[start of Data lines]

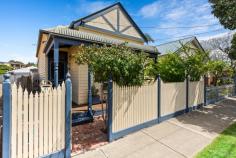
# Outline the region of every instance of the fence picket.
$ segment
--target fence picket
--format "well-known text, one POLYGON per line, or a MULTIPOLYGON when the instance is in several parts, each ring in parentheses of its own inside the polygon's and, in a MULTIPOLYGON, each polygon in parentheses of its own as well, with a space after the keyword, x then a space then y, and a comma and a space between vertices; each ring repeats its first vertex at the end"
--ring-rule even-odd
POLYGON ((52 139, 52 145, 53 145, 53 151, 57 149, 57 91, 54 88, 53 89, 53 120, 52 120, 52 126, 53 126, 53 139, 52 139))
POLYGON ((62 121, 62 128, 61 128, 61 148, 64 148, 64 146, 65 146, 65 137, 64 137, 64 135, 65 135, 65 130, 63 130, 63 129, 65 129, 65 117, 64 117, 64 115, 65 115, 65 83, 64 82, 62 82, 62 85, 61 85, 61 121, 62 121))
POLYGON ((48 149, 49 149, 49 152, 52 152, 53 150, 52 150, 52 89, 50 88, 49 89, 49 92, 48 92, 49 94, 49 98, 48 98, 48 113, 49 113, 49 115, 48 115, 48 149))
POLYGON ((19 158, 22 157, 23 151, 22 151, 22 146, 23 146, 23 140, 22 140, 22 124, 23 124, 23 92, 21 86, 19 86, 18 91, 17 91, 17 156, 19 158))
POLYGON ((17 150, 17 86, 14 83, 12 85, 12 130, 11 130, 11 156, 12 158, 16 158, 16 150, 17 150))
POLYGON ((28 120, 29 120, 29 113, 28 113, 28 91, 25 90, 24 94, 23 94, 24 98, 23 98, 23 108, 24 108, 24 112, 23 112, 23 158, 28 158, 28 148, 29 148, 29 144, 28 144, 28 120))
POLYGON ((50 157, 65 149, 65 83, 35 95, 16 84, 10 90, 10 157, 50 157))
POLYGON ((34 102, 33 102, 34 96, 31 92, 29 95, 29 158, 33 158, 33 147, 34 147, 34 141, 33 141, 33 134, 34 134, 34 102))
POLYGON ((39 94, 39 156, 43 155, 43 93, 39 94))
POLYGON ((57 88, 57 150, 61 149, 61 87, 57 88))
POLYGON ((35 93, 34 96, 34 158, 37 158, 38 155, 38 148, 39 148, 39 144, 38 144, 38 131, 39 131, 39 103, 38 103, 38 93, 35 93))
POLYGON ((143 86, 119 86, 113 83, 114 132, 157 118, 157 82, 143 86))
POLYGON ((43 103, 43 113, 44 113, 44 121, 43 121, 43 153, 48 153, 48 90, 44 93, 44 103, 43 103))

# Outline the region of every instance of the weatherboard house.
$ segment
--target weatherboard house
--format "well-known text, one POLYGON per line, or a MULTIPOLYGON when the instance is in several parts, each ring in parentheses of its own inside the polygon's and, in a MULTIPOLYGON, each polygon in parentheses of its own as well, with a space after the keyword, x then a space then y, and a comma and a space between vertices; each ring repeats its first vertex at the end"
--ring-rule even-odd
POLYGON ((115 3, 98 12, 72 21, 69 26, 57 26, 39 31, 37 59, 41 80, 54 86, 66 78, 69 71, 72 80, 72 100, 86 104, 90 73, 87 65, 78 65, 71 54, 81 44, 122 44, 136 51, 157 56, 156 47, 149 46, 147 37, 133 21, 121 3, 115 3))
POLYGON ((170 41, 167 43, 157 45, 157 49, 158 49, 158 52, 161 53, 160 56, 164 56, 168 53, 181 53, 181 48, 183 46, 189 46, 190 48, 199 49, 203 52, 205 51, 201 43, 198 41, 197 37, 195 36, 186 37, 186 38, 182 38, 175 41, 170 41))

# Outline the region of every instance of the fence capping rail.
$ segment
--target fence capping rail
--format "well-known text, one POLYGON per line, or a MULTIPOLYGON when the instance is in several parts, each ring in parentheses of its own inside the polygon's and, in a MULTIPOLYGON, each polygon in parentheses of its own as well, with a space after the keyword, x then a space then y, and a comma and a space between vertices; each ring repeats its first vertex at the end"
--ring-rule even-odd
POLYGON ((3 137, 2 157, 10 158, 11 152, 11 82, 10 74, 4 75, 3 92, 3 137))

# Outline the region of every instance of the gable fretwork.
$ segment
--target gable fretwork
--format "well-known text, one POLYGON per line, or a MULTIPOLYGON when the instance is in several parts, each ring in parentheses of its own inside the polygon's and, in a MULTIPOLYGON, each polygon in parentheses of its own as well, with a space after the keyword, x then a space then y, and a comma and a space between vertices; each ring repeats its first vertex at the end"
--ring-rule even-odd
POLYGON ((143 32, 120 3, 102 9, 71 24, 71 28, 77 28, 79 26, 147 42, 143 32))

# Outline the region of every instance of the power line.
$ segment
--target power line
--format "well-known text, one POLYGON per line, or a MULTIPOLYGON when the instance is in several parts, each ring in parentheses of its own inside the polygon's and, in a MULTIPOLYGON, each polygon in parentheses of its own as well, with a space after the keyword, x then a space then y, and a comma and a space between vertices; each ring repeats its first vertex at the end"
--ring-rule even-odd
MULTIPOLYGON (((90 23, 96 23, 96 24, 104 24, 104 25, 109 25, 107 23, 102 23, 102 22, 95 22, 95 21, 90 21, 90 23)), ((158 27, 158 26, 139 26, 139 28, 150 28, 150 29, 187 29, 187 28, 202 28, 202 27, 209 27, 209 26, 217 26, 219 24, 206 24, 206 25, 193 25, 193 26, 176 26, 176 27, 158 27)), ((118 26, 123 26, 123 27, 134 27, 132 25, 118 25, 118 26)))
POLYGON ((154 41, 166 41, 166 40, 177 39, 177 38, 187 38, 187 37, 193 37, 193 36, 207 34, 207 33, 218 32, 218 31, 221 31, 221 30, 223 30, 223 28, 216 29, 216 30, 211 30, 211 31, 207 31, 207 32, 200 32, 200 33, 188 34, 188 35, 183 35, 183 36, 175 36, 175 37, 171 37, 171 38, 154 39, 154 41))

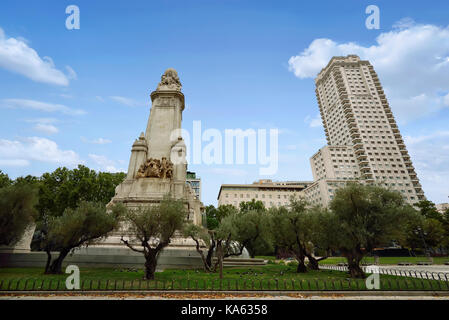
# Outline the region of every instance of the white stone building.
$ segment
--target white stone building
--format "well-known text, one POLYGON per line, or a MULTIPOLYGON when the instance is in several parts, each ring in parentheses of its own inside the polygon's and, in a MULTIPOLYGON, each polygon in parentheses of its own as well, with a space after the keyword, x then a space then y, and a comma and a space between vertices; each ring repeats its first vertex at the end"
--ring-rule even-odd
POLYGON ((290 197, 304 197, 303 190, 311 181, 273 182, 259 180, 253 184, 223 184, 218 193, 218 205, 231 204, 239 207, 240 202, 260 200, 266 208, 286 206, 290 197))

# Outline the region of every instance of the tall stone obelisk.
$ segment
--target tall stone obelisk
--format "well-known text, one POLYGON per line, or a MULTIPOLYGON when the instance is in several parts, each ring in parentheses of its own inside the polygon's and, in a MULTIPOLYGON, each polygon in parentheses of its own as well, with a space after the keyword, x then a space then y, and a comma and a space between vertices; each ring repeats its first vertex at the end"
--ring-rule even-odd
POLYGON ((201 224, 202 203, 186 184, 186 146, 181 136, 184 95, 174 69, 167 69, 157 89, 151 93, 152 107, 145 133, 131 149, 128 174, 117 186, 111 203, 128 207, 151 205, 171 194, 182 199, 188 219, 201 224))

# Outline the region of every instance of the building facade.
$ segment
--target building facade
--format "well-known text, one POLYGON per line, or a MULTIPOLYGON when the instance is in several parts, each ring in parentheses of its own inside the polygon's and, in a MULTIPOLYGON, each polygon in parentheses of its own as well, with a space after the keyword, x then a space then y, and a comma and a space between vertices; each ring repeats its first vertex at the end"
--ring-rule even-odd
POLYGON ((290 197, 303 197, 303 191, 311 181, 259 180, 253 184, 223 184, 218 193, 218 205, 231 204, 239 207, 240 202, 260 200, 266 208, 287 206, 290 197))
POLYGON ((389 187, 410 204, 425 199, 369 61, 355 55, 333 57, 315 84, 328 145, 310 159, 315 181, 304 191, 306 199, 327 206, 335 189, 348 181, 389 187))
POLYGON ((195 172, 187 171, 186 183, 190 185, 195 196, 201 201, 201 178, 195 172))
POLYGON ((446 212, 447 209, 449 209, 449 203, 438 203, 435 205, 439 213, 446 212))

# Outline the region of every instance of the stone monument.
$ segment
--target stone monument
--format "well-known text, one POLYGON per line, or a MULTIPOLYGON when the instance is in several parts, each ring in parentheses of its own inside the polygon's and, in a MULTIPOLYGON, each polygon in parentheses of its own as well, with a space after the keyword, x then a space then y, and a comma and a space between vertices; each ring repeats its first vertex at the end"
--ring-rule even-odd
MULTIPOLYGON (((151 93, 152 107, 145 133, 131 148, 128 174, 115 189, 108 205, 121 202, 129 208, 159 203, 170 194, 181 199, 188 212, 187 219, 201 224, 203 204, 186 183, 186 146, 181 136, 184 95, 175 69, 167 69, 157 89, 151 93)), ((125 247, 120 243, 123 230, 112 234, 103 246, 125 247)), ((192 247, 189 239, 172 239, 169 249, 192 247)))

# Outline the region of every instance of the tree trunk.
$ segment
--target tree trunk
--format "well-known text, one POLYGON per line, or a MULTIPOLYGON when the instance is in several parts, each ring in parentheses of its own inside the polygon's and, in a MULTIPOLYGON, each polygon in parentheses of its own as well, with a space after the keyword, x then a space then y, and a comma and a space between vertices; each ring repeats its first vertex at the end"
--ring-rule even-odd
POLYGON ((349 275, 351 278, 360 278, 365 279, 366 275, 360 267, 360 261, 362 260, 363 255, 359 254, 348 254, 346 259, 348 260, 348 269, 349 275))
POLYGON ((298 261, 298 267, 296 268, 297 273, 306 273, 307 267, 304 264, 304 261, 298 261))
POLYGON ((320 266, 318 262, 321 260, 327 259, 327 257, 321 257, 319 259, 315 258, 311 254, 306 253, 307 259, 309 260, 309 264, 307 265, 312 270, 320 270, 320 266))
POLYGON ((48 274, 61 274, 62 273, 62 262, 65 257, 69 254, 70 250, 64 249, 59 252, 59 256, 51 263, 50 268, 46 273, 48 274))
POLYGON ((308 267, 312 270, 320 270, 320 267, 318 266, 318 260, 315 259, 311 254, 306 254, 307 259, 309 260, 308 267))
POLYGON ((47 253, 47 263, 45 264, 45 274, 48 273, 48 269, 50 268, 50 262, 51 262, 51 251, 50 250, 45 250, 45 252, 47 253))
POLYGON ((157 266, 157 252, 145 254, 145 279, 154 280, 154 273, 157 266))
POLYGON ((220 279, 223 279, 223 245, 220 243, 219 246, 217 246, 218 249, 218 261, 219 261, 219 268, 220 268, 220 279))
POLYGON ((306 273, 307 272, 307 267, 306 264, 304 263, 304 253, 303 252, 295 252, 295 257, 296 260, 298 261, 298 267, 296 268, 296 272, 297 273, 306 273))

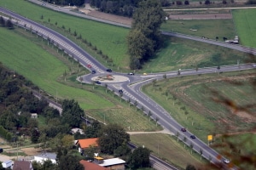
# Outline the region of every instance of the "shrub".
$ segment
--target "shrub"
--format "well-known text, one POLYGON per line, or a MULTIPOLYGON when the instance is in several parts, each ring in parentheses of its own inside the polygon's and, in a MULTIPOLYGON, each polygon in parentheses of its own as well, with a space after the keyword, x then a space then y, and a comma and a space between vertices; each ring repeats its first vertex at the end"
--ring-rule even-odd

[end of Data lines]
[start of Data lines]

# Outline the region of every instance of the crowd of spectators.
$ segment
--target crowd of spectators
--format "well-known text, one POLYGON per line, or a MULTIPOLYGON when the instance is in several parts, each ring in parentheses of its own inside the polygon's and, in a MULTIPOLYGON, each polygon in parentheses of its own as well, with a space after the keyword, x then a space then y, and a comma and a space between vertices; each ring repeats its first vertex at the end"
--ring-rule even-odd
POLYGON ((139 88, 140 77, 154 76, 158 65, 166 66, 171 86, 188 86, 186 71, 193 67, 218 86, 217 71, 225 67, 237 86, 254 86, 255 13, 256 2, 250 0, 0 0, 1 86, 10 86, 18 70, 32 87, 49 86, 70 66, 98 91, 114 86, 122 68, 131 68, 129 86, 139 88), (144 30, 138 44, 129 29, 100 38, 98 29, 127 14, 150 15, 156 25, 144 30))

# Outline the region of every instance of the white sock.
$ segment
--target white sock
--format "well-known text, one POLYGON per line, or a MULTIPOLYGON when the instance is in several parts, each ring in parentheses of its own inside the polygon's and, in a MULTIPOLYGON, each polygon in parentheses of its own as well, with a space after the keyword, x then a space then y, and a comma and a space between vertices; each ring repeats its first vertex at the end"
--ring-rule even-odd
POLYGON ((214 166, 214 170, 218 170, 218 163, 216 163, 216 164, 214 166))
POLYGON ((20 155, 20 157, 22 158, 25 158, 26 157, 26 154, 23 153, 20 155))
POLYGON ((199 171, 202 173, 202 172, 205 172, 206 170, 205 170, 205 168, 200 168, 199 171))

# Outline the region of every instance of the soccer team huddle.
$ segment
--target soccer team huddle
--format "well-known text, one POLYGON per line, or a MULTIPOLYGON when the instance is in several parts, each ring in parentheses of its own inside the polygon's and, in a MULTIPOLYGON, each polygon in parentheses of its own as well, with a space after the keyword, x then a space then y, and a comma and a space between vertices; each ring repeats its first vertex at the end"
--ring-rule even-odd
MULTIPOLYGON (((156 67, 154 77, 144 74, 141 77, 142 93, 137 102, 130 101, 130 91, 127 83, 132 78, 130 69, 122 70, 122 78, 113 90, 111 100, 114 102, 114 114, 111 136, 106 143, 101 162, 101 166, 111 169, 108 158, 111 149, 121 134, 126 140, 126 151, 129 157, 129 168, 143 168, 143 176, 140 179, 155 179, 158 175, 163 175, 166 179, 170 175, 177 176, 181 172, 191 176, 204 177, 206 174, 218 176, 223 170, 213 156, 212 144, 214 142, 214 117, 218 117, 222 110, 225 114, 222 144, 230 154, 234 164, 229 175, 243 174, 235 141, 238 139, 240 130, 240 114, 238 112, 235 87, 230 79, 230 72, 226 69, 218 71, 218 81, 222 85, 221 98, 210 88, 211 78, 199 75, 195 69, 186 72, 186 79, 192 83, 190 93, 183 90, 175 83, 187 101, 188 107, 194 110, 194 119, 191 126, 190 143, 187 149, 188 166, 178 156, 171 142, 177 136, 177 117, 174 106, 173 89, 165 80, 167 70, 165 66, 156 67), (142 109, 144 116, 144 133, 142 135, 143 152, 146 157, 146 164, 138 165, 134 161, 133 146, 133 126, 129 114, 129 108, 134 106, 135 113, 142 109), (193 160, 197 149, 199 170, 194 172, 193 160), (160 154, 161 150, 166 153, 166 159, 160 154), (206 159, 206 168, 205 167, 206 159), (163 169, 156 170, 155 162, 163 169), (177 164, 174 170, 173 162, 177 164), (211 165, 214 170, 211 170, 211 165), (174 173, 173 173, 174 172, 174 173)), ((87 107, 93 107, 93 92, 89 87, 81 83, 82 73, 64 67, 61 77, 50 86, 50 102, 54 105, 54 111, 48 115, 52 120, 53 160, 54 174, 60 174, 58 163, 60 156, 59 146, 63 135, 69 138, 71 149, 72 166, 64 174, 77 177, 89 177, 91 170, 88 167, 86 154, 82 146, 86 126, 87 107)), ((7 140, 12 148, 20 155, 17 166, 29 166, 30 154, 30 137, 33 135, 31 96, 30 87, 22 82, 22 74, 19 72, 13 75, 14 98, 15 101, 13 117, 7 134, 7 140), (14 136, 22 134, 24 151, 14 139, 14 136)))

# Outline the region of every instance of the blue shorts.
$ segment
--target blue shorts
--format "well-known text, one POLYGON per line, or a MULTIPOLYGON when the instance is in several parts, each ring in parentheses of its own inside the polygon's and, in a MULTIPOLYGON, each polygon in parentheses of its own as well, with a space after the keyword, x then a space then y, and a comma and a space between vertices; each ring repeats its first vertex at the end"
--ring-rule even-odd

[end of Data lines]

• Given request: Locate each line in the entries above that contains the word "fence" and copy those lines out. Case counts.

• Response for this exercise:
# Outline the region of every instance of the fence picket.
--target fence picket
# Outline the region of every instance of the fence capping rail.
--target fence capping rail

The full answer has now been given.